↓

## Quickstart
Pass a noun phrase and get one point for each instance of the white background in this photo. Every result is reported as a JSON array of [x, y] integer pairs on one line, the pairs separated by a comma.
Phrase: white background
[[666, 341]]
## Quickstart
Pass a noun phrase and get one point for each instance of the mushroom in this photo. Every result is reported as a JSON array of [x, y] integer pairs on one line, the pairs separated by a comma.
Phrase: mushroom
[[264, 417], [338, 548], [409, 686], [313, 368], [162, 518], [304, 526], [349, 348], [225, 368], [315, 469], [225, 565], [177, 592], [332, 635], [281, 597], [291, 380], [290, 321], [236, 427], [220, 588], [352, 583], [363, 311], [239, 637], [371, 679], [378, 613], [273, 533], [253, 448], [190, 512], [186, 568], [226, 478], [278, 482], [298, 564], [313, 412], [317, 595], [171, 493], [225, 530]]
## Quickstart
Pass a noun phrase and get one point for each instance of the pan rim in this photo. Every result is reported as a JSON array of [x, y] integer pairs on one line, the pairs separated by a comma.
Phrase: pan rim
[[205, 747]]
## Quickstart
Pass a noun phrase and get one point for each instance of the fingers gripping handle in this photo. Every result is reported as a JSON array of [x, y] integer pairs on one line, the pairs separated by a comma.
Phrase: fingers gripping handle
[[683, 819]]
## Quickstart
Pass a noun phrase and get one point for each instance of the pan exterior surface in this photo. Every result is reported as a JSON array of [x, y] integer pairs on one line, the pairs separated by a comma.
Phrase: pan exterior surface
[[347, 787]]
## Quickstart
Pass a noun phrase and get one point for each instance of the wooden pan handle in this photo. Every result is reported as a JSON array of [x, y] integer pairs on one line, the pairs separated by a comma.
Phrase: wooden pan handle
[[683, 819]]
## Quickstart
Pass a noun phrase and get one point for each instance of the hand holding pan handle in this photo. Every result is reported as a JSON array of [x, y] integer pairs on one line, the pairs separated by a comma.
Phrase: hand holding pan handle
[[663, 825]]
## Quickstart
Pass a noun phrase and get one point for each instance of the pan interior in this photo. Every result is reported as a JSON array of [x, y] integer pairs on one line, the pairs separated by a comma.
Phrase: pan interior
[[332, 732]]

↑

▸ **PROBLEM TO WORK ON**
Copy the records from their start through the line containing "[[666, 341]]", swapping "white background" for "plain backdrop" and leaving everything else unchanged.

▸ **EXERCISE SOLUTION**
## Quickstart
Pass a noun phrase and get one point for each instance of the plain backdrop in this photo. Every result is reported as a JSON array of [x, y] integer pairs on one line, the pairs separated by a comma.
Phrase: plain backdrop
[[666, 341]]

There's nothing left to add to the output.